§ **Written problem**
Rewrite all of the data below line for line, shifting every x and y coordinate in the mask polygons by adding 133 to it. Leave the pictures out of your answer.
----
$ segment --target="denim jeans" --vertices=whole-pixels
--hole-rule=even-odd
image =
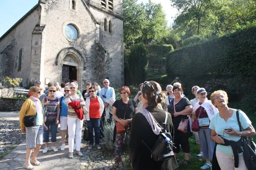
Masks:
[[[52,134],[52,142],[57,141],[57,128],[58,125],[56,125],[55,122],[54,121],[46,121],[45,123],[45,125],[48,128],[47,130],[44,130],[44,142],[49,142],[49,129],[51,127],[51,134]]]
[[[95,134],[95,144],[99,144],[99,126],[101,119],[90,118],[87,121],[87,128],[90,136],[90,144],[93,144],[93,130]]]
----
§ **Solution for this task**
$ segment --target="denim jeans" --vertices=whole-pixels
--hole-rule=even-odd
image =
Masks:
[[[185,267],[185,275],[190,274],[190,261],[191,258],[189,258],[188,255],[187,254],[179,254],[178,256],[178,258],[181,261],[180,263],[177,263],[177,275],[182,275],[182,262],[184,260],[184,267]]]
[[[228,267],[228,277],[232,277],[232,259],[234,252],[223,251],[220,254],[220,261],[223,269],[223,277],[226,277],[226,263]]]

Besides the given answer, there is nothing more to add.